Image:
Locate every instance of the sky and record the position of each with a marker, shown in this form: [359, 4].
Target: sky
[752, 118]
# # # # #
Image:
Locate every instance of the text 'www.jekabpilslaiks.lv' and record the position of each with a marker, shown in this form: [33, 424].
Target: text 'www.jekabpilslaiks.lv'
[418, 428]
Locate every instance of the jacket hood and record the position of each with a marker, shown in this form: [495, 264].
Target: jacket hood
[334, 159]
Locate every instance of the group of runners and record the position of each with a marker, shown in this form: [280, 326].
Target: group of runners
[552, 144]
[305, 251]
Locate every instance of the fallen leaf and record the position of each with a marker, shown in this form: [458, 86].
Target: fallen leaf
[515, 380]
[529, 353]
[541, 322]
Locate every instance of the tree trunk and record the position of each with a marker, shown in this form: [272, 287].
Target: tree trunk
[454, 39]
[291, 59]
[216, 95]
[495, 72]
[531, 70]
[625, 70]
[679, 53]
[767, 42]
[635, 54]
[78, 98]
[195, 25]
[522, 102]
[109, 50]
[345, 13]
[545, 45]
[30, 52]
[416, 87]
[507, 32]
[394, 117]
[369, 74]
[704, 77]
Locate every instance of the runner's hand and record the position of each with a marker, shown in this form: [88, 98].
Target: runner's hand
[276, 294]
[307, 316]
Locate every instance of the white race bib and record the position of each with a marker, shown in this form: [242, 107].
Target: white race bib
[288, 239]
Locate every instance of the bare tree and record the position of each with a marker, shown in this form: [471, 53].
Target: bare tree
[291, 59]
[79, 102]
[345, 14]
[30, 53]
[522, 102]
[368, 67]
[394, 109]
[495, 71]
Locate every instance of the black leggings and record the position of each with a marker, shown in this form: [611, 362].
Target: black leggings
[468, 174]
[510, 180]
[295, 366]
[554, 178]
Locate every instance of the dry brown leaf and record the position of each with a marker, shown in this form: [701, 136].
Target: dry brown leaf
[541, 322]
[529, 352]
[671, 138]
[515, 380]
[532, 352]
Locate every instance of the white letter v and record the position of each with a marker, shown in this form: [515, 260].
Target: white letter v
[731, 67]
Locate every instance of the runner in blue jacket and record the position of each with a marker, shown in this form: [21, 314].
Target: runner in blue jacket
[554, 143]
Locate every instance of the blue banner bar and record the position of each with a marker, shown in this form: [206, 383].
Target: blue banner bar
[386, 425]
# # # # #
▶ _TASK OBJECTIVE_:
Show every line of the material above that contains the string "black". Case matters.

▶ _RESPONSE TO THIS EXERCISE_:
Locate every instance of the black leggings and record the position of each with a marker, shown in this form: [611, 362].
Target: black leggings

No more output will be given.